● **DO THIS**
Rewrite the material from the line that has "Can you see the white upper" through the line that has "x=468, y=163", changing "upper cabinet" to "wall cabinet" and leaving everything else as it is.

>> begin DATA ENTRIES

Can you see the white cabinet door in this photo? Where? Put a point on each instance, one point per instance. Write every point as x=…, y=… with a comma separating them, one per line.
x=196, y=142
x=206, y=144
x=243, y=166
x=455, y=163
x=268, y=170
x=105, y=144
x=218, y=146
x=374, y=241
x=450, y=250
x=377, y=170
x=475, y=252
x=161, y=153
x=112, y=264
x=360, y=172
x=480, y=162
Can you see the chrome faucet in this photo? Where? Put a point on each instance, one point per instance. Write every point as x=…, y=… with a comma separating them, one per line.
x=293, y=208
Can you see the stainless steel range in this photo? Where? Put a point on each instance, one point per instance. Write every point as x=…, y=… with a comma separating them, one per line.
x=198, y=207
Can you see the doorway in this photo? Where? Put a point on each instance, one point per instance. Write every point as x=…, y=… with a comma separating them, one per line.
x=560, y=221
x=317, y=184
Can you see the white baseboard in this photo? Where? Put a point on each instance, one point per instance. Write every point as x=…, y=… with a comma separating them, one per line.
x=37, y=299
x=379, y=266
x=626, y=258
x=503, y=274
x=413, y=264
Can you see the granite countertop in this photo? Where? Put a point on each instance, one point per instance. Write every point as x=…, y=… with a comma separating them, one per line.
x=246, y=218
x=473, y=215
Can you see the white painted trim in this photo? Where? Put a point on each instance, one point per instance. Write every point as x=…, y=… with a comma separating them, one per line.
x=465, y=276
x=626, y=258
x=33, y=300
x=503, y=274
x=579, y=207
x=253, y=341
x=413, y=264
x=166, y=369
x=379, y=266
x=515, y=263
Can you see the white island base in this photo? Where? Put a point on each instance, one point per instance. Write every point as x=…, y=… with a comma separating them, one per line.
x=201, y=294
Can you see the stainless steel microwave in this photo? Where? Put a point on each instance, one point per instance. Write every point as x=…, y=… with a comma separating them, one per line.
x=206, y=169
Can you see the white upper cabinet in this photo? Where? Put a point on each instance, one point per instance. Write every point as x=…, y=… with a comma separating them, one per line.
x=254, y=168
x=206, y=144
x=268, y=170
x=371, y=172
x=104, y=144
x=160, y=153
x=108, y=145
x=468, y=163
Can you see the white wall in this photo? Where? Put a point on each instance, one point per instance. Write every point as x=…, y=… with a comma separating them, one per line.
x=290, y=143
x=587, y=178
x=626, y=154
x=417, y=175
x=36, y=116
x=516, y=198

>> end DATA ENTRIES

● **FINISHED ANSWER**
Can you see the white wall cabinet in this photo? Where? Put a point on each instance, one point per instance. Write every point as x=…, y=… with a comma separating them, one per line.
x=254, y=168
x=206, y=144
x=268, y=170
x=371, y=172
x=104, y=144
x=160, y=153
x=108, y=145
x=468, y=163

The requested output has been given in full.